* [GIVEN RECORDS]:
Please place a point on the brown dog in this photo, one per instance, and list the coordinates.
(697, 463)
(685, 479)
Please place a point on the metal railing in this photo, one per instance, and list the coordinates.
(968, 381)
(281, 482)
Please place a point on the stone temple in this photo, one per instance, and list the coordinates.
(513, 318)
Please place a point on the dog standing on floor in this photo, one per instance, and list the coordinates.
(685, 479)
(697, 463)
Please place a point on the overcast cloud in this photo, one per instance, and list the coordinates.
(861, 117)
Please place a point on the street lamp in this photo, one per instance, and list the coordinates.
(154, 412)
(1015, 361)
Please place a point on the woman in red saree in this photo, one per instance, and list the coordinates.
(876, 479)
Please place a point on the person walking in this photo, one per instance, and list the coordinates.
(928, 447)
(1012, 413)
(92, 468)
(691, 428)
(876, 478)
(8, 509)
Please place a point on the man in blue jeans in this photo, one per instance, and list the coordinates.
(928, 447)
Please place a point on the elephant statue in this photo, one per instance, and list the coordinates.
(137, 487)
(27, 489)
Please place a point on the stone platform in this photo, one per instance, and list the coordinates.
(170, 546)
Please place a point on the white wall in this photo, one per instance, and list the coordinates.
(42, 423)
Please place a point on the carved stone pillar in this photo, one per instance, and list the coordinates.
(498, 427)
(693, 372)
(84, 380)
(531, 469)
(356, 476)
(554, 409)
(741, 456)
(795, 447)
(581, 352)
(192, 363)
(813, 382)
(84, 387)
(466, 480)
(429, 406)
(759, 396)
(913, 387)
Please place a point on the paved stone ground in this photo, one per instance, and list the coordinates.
--
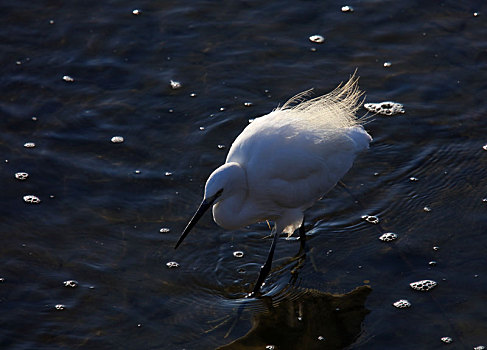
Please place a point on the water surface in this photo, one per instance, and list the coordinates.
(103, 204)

* [EXERCISE GOAL]: Show every line of the records above that contains the word "stone", copied unchanged.

* [RESPONSE TO THE EXERCISE]:
Please place a point on the stone temple in this photo, one per instance, and list the coordinates.
Please place a point on the stone platform in this photo, one per instance, and list the coordinates.
Please place a point on the carved stone pillar in this photo, one per instance, and list the coordinates.
Please place a point on the paved stone ground in this photo, one per instance, and list the coordinates.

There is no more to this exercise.